Excerpt:
■ ■ ■ ■ ■

September 18, 2017 Leave a comment

The decision to get a flu vaccination in pregnancy is one that should be based on a complete evaluation of the scientific evidence that is available.  Flu shots have been safely administered to millions of pregnant women over many years, so how should expectant parents respond to a recent study that implies a connection between multiple flu vaccinations and the incidence of miscarriage in early pregnancy?  

To properly evaluate the significance of the latest data, we must consider the findings of this one report alongside the abundance of other science-based information we have, such as: 

  1. Why the Advisory Committee on Immunization Practices (ACIP) currently recommends flu vaccination among pregnant women.
  2. Data from the numerous studies that support the safety of the ACIP’s current recommendation of flu vaccine for pregnant women.
  3. Details of the “case-control” study in question and an examination of the study methods, findings and limitations.

Why the ACIP recommends flu vaccination among pregnant women.

■ ■ ■ ■ ■

Stored data entries:

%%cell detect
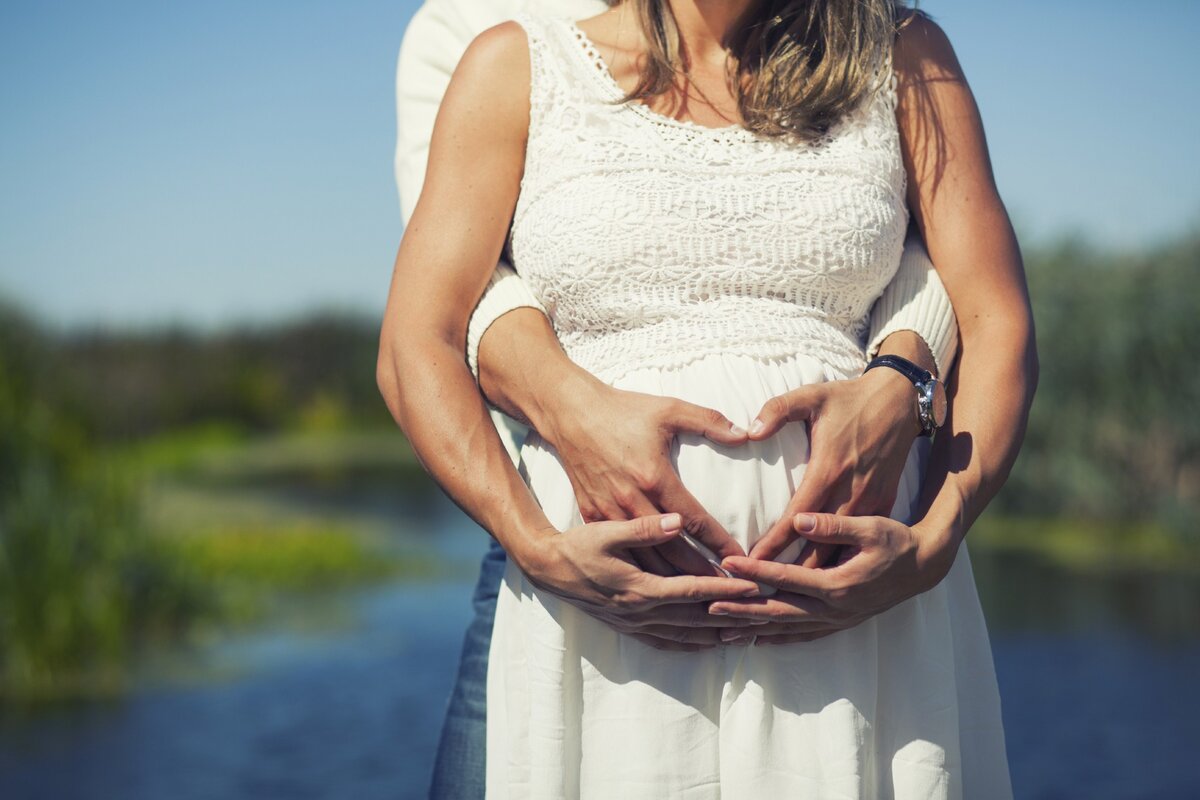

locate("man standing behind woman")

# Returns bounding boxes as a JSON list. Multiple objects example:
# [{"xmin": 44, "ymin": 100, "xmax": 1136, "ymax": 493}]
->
[{"xmin": 396, "ymin": 0, "xmax": 1024, "ymax": 796}]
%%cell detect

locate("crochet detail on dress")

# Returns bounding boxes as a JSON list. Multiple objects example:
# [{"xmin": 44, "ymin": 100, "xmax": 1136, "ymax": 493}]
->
[{"xmin": 510, "ymin": 12, "xmax": 908, "ymax": 381}]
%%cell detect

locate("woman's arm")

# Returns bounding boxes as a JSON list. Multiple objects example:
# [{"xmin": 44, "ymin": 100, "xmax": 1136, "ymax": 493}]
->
[
  {"xmin": 468, "ymin": 239, "xmax": 958, "ymax": 573},
  {"xmin": 377, "ymin": 22, "xmax": 756, "ymax": 642},
  {"xmin": 712, "ymin": 17, "xmax": 1038, "ymax": 643}
]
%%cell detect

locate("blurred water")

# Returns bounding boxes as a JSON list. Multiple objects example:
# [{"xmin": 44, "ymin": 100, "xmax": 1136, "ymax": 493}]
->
[{"xmin": 0, "ymin": 503, "xmax": 1200, "ymax": 800}]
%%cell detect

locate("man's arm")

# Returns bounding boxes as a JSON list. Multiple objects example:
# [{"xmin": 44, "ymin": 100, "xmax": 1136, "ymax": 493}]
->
[{"xmin": 377, "ymin": 22, "xmax": 757, "ymax": 644}]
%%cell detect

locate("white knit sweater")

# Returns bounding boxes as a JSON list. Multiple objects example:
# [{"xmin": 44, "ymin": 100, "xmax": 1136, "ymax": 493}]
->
[{"xmin": 395, "ymin": 0, "xmax": 958, "ymax": 453}]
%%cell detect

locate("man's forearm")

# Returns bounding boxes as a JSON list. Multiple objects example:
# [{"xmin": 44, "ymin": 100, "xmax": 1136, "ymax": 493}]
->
[
  {"xmin": 479, "ymin": 308, "xmax": 599, "ymax": 438},
  {"xmin": 378, "ymin": 335, "xmax": 554, "ymax": 569}
]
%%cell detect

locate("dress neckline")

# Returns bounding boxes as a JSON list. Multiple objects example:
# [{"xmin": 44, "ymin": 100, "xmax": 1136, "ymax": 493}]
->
[{"xmin": 562, "ymin": 17, "xmax": 762, "ymax": 142}]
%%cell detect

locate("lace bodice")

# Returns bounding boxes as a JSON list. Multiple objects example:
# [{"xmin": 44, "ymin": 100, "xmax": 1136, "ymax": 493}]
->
[{"xmin": 508, "ymin": 12, "xmax": 908, "ymax": 381}]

■ ■ ■ ■ ■

Requirement A:
In the piece on flu shots during pregnancy, repeat the text word for word, starting at "September 18, 2017" and ending at "currently recommends flu vaccination among pregnant women.".
Requirement B:
Decide whether each statement agrees with the piece on flu shots during pregnancy, answering yes or no and quoting the words that decide it: (i) Flu shots have been given to millions of pregnant women over many years. (ii) The recent study links a single flu vaccination to miscarriage late in pregnancy. (iii) The study in question is a case-control study.
Requirement C:
Take the piece on flu shots during pregnancy further, writing on from the point where it stops.

Answer area A:
September 18, 2017 Leave a comment

The decision to get a flu vaccination in pregnancy is one that should be based on a complete evaluation of the scientific evidence that is available.  Flu shots have been safely administered to millions of pregnant women over many years, so how should expectant parents respond to a recent study that implies a connection between multiple flu vaccinations and the incidence of miscarriage in early pregnancy?  

To properly evaluate the significance of the latest data, we must consider the findings of this one report alongside the abundance of other science-based information we have, such as: 

  1. Why the Advisory Committee on Immunization Practices (ACIP) currently recommends flu vaccination among pregnant women.

Answer area B:
(i) Yes: "Flu shots have been safely administered to millions of pregnant women over many years"
(ii) No: "a connection between multiple flu vaccinations and the incidence of miscarriage in early pregnancy"
(iii) Yes: "Details of the “case-control” study in question"

Answer area C:
Currently the CDC’s Advisory Committee on Immunization Practices (ACIP) recommends that pregnant women get a flu vaccine during any trimester of pregnancy to help protect them and their newborns from the dangers of influenza.  Due to changes in the immune system, heart and lungs during pregnancy, expectant women are more prone to severe illness from flu, which has been known to result in premature delivery, low birth weight babies, miscarriage, hospitalization or even death.

Flu vaccination in pregnancy doesn’t just help protect the expectant mother from influenza, it is also the most effective way to pass critical immunity on to the baby during pregnancy.  This passive immunity can then protect the infant child from the dangers of influenza in the time before they are old enough to receive their own flu vaccination at six months of age.

The ACIP recommendation for flu vaccination during pregnancy is supported by other organizations as well, to include The American College of Obstetricians and Gynecologists (ACOG) and the American College of Nurse-Midwives (ACNM).

The studies that support the safety of flu vaccination in pregnancy. 

The ACIP is a committee which consists of 15 voting members who have expertise in vaccinology, immunology, pediatrics, internal medicine, nursing, family medicine, virology, public health, infectious diseases, and preventive medicine.  The Committee meets in person three times a year and subcommittees meet regularly throughout the year via conference call to discuss vaccine research and scientific data related to vaccine effectiveness and safety.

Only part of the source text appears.